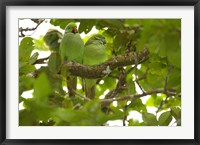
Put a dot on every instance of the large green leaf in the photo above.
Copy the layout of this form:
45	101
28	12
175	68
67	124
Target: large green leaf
25	48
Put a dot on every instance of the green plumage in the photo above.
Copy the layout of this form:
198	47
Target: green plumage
94	53
71	49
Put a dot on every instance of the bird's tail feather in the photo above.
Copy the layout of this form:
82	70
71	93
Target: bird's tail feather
90	86
71	85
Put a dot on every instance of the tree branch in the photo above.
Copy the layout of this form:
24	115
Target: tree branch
99	71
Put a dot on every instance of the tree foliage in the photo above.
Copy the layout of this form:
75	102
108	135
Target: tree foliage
157	78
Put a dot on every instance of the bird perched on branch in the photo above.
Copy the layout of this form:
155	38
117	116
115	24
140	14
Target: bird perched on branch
94	53
71	49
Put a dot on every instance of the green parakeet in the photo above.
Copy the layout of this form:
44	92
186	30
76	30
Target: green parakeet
94	53
71	49
52	39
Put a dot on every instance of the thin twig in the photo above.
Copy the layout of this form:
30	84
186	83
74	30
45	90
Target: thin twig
136	96
165	89
22	30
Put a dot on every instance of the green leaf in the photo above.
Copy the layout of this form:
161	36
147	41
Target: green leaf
40	45
137	105
42	90
54	62
149	119
25	68
165	119
176	112
132	122
86	25
131	88
154	100
21	99
25	48
26	118
62	23
33	58
172	102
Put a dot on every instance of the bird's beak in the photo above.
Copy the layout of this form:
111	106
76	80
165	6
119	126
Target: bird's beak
75	30
104	41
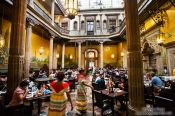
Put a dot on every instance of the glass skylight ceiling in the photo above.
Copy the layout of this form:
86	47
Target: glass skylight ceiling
100	4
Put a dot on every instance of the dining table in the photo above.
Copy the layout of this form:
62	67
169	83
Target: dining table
113	95
39	99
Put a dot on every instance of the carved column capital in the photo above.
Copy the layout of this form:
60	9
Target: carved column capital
29	22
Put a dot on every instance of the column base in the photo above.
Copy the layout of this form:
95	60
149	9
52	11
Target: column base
131	111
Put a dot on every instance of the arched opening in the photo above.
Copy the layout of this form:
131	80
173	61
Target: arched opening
91	58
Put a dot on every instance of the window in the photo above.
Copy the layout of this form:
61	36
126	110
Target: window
104	24
112	23
98	24
64	25
90	26
75	25
82	25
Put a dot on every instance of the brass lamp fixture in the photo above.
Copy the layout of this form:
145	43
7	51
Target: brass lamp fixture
122	54
41	50
172	2
71	57
160	38
112	56
57	56
157	16
71	7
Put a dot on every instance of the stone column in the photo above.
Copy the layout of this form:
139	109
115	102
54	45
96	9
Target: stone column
79	20
63	53
85	25
101	23
51	54
54	56
135	72
31	3
79	55
53	11
107	25
95	24
28	47
101	54
16	53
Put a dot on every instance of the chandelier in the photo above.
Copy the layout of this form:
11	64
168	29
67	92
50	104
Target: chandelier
71	8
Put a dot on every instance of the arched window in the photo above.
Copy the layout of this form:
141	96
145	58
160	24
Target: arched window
82	25
104	24
75	25
98	24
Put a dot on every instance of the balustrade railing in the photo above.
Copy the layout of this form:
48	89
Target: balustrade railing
41	12
61	30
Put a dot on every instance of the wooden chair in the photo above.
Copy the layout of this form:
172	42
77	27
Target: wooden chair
102	102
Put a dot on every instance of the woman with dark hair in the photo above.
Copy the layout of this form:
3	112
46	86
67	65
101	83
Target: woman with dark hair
19	94
58	99
16	106
81	99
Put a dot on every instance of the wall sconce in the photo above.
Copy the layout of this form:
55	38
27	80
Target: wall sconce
57	56
122	54
2	41
71	7
157	16
160	38
112	56
172	2
41	50
71	57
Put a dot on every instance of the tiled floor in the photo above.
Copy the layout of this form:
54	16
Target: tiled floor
44	109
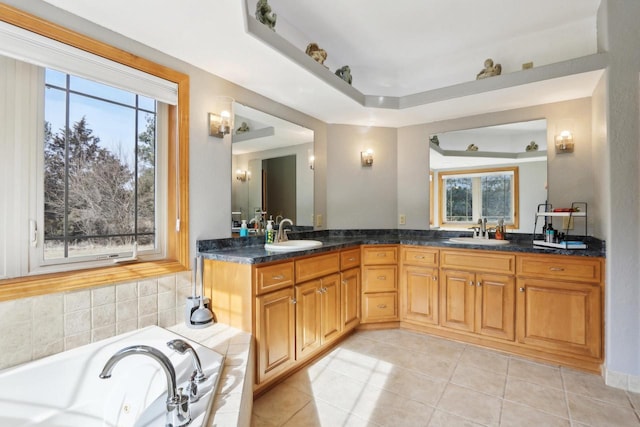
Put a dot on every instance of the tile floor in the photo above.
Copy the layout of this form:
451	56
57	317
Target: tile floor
401	378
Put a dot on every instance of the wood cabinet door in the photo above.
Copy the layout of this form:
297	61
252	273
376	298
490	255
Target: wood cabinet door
457	300
495	306
275	333
419	290
560	316
330	318
350	293
308	336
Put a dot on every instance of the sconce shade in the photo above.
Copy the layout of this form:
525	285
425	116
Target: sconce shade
221	120
242	175
366	158
564	142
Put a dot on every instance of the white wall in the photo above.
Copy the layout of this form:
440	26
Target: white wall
357	196
620	36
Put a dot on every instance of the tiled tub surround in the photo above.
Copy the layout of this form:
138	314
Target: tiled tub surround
34	327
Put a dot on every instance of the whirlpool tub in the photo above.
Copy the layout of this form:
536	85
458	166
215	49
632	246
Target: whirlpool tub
65	389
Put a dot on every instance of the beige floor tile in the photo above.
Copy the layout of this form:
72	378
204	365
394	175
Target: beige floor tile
471	405
481	380
390	409
485	359
413	385
280	404
597	413
593	386
545	399
537	373
320	414
516	415
443	419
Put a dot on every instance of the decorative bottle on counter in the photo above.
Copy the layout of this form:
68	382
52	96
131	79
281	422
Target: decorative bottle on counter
270	234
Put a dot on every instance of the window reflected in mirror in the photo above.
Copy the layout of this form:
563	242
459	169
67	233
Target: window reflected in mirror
494	172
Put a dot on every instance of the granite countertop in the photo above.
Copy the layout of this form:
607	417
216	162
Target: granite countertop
251	250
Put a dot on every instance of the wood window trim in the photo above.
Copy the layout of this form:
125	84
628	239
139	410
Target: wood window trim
177	258
516	193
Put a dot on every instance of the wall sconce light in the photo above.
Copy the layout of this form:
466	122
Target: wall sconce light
243	175
221	120
312	160
367	158
564	142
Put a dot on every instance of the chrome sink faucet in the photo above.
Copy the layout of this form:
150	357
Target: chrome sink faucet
282	234
177	403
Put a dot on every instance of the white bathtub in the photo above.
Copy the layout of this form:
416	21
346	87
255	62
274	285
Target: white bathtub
65	390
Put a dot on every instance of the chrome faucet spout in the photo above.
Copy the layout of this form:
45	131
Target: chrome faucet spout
177	403
282	235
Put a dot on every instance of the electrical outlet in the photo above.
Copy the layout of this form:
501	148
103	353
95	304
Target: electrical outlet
567	223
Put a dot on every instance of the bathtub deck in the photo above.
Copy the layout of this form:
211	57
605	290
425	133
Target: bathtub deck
234	398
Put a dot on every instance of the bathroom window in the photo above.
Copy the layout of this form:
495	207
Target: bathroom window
95	159
466	196
99	171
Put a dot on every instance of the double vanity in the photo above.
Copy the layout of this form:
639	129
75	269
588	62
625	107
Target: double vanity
545	304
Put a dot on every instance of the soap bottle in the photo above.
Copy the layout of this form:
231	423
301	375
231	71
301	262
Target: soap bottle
270	234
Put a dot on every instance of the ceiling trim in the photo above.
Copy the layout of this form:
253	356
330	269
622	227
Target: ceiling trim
568	68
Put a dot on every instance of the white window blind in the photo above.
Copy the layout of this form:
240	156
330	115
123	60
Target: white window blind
33	48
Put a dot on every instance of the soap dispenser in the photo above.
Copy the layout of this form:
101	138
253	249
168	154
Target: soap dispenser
270	234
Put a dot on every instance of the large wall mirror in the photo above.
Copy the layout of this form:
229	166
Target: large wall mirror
272	160
495	172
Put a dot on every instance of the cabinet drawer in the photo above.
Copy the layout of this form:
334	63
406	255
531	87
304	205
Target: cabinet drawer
349	259
380	255
273	277
380	307
560	267
379	278
317	266
419	256
478	261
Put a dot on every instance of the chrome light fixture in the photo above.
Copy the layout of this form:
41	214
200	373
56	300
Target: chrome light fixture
366	158
221	120
564	142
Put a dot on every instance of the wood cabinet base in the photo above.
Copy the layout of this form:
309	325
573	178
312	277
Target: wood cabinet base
582	363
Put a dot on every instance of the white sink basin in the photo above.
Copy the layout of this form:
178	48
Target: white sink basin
474	241
293	245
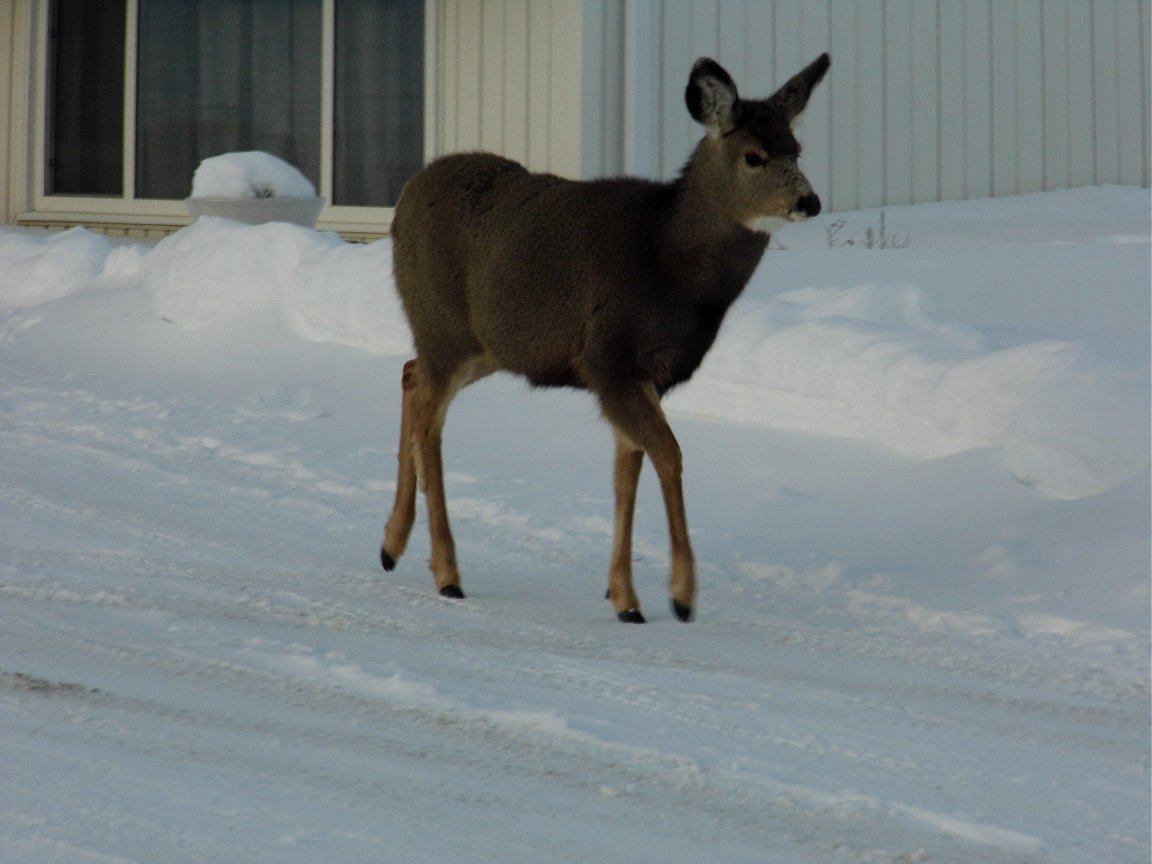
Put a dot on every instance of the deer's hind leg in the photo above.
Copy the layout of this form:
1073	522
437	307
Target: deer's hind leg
403	512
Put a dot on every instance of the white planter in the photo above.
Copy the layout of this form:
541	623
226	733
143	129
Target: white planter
258	211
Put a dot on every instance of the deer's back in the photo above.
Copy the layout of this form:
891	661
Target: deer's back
553	279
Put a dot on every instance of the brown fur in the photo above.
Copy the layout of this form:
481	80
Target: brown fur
613	286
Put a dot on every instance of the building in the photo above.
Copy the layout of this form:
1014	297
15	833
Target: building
106	106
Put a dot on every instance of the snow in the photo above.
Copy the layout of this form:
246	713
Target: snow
918	487
250	174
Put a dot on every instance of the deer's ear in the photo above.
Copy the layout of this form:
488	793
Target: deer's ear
791	98
711	97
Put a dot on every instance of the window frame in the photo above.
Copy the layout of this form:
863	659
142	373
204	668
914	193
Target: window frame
171	212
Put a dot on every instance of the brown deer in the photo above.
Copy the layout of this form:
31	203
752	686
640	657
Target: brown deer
614	286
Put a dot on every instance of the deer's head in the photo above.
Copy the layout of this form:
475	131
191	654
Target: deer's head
748	161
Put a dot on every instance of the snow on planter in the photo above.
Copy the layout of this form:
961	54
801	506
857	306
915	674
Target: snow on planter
254	187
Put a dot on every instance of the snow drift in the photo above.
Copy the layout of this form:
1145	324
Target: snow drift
866	361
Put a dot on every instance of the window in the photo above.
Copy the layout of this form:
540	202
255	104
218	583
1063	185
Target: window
210	76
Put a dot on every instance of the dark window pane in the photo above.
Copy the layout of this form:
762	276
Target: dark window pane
217	76
85	133
379	100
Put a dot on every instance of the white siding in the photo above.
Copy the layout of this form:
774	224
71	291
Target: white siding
926	99
539	81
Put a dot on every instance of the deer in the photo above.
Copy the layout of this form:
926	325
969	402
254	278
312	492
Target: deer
614	286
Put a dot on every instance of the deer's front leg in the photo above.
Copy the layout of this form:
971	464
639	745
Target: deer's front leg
629	461
638	419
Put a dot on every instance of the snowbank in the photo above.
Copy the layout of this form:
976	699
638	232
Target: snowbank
251	174
861	360
866	363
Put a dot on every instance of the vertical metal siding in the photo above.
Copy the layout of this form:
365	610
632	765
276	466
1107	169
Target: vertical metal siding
927	99
539	81
510	81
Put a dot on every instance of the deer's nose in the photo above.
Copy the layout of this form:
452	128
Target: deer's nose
809	205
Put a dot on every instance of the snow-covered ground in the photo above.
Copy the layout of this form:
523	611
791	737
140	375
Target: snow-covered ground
918	486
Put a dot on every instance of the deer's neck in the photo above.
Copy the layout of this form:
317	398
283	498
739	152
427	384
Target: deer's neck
706	252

*WHAT NEEDS TO BE DONE*
Render the stretch from the line containing "Put a dot on every instance of the snow-covered" through the final line above as a JSON list of strings, with one string per line and blank lines left out.

*COMPLETED TASK*
[
  "Put a dot on every instance of the snow-covered ground in the photo above.",
  "Copy the layout of this form:",
  "523\t611",
  "791\t737",
  "140\t375",
  "Target: snow-covered ground",
  "918\t486",
  "Put a dot on every instance of the deer's neck in the photo above.",
  "Copy the layout of this form:",
  "317\t398",
  "283\t498",
  "739\t152",
  "427\t384",
  "Target: deer's neck",
  "706\t252"
]